» Exercise set
1. Decide whether each statement below agrees with the homework notebook on bias, variance and overfitting. Answer yes or no for each, and quote the deciding words. (a) Existing polyfit tools from numpy may be used freely throughout the homework. (b) The introduction supplies two plotting functions. (c) The function `scatter_plot` is intended for plotting the polynomials.
2. List every name brought in by the import statements in the homework notebook on bias, variance and overfitting, including any alias it is given.
3. Write the next part of the homework notebook on bias, variance and overfitting, starting after its last sentence.

## Start Passage

# Homework 4: Bias/Variance, Overfitting, & Generalization

In [1]:
# MAKE SURE TO RUN THIS CELL
%matplotlib notebook

#### Note: For this homework, we will be doing a lot of polynomial regression. Please do not use existing polyfit tools such as those provided in scikit-learn or numpy unless otherwise noted. You need practice implementing it yourself by hand.

In [2]:
import base64
import numpy as np
from mpl_toolkits.mplot3d import Axes3D
import matplotlib.pyplot as plt
from matplotlib import cm
from matplotlib.ticker import LinearLocator, FormatStrFormatter

## Introduction

Here I've provided 2 convenient plotting functions for you to use. `function_plot` will be used to plot the polynomials you're given/trying to estimate, while `scatter_plot` will be used to plot the generated data.

## End Passage
## Start Raw records

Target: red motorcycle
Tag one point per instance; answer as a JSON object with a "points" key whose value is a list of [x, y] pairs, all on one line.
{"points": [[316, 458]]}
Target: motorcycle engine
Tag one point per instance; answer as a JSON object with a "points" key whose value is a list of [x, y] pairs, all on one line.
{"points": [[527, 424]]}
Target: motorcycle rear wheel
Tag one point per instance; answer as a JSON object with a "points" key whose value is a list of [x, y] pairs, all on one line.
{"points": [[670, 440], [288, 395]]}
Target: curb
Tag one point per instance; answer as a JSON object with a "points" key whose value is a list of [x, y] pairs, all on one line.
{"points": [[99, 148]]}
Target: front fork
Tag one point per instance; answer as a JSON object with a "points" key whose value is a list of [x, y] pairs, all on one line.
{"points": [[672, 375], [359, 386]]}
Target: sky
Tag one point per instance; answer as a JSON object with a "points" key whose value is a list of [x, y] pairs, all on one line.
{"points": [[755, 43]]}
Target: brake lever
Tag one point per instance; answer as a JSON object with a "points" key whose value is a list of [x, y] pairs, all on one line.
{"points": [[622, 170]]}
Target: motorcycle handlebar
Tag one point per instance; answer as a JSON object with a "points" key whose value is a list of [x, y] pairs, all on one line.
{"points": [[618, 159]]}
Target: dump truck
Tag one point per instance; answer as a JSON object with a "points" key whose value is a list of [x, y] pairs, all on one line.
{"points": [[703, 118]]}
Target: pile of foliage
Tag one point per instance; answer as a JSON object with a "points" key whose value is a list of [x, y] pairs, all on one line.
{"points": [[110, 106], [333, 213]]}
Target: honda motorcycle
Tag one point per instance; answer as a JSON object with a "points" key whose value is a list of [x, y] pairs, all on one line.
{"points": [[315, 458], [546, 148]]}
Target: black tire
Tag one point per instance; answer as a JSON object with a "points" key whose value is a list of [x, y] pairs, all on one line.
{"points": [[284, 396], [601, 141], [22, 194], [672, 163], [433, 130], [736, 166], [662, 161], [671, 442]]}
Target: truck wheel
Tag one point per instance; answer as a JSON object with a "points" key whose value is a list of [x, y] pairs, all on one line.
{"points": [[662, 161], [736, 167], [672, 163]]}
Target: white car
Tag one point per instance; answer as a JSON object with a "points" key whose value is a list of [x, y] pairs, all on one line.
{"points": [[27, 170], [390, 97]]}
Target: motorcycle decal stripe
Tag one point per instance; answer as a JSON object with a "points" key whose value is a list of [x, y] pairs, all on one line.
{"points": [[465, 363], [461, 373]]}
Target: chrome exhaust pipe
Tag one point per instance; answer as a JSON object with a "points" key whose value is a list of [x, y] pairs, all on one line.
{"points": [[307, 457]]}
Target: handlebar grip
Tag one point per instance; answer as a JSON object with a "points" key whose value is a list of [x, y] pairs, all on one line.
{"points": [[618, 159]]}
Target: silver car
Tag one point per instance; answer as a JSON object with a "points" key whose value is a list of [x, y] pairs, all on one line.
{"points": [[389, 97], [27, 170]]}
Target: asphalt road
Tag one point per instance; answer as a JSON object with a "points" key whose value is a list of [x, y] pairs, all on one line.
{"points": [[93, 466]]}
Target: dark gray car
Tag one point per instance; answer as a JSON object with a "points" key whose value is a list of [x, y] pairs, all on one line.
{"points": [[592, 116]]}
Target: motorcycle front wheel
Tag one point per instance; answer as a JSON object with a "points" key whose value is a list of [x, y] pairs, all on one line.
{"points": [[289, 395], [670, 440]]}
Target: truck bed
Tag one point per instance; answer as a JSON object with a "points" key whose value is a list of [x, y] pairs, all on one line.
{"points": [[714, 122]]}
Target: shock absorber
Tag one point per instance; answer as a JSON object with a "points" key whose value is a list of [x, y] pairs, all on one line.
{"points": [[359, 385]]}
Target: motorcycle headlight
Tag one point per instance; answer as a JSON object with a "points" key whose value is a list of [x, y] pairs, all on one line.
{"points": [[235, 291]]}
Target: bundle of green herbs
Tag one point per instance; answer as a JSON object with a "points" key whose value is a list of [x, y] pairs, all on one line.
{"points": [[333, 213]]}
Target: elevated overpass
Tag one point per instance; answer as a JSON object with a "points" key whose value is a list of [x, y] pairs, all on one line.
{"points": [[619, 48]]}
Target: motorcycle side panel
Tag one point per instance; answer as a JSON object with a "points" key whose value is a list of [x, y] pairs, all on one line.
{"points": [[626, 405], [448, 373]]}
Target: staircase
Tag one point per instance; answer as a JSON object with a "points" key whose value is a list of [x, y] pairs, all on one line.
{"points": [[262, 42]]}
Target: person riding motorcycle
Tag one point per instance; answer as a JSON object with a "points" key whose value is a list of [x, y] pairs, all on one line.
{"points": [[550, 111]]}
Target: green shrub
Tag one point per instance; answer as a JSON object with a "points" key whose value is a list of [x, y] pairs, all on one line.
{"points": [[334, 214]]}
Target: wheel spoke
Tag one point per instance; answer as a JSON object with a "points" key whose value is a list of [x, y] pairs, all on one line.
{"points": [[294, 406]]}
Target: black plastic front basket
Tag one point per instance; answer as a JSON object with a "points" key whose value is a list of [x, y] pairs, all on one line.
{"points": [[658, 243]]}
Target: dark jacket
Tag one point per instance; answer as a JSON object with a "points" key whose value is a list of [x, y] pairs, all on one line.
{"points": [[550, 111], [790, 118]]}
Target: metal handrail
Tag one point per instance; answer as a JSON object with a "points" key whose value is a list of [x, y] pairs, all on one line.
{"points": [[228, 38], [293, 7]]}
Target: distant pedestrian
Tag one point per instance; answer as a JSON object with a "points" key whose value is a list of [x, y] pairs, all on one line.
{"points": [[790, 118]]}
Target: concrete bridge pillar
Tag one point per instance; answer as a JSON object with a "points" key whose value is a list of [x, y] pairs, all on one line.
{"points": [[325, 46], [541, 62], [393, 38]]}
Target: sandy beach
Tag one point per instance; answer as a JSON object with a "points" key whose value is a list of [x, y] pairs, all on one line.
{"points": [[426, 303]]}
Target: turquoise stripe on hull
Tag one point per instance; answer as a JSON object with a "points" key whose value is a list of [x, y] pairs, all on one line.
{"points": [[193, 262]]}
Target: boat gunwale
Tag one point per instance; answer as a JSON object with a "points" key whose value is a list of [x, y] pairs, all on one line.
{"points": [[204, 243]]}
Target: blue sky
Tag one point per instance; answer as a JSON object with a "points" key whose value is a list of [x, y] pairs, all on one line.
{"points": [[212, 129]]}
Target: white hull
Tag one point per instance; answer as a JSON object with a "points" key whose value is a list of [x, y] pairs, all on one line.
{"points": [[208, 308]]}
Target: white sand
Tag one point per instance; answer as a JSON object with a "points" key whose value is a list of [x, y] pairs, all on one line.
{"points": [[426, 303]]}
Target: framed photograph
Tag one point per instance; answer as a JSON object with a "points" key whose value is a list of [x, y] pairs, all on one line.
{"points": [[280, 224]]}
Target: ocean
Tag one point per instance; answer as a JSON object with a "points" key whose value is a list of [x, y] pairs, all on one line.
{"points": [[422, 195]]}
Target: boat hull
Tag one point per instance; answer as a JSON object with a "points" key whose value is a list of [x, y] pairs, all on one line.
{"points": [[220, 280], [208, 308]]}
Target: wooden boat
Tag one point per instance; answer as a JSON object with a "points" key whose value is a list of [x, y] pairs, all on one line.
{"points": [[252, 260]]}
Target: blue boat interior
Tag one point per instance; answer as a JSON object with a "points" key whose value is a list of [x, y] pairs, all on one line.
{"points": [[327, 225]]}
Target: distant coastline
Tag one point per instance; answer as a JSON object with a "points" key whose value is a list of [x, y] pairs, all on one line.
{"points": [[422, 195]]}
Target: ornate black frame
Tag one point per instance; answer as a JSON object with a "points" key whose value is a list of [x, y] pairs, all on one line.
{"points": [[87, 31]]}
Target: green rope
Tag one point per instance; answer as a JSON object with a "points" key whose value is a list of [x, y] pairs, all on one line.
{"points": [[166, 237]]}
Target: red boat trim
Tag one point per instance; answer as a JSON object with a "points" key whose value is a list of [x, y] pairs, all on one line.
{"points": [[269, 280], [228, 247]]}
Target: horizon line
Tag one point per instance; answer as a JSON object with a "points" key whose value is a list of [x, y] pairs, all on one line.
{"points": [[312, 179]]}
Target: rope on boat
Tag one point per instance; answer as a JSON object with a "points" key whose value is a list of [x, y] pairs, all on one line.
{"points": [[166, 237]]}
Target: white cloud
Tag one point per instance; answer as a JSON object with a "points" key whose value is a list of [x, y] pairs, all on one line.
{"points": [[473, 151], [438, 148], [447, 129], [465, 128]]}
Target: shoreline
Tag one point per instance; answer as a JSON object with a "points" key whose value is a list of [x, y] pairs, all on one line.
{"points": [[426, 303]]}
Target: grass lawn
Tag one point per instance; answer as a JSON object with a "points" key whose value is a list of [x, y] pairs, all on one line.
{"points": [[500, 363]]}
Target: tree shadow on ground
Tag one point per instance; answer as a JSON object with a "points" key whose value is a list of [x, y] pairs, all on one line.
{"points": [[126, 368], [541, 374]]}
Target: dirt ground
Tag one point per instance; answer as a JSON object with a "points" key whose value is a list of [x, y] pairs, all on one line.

## End Raw records

» Responses per task
1.
(a) No: "Please do not use existing polyfit tools such as those provided in scikit-learn or numpy unless otherwise noted."
(b) Yes: "Here I've provided 2 convenient plotting functions for you to use."
(c) No: "`scatter_plot` will be used to plot the generated data."

2.
- base64
- numpy, as np
- Axes3D, from mpl_toolkits.mplot3d
- matplotlib.pyplot, as plt
- cm, from matplotlib
- LinearLocator, from matplotlib.ticker
- FormatStrFormatter, from matplotlib.ticker

3.
In [3]:
def funtion_plot(f, featurize_fn=None):
    fig = plt.figure()
    ax = fig.gca(projection='3d')

    x1 = np.arange(-1, 1, 0.1)
    x2 = np.arange(-1, 1, 0.1)
    x1, x2 = np.meshgrid(x1, x2)
    grid_points = np.stack((x1.flatten(), x2.flatten()), axis=1)
    
    if featurize_fn is not None:
        grid_points = featurize_fn(grid_points)
    y = f(grid_points)
    y = y.reshape(x1.shape)

    surf = ax.plot_surface(x1, x2, y, cmap=cm.coolwarm,
                           linewidth=0, antialiased=False)

    fig.colorbar(surf, shrink=0.5, aspect=5)

    plt.show()

In [4]:
def scatter_plot(x, y, featurize_fn=None):
    fig = plt.figure()
    ax = fig.gca(projection='3d')
    
    surf = ax.scatter(x[:,0], x[:,1], y, cmap=cm.coolwarm, c=y)

    fig.colorbar(surf, shrink=0.5, aspect=5)

    plt.show()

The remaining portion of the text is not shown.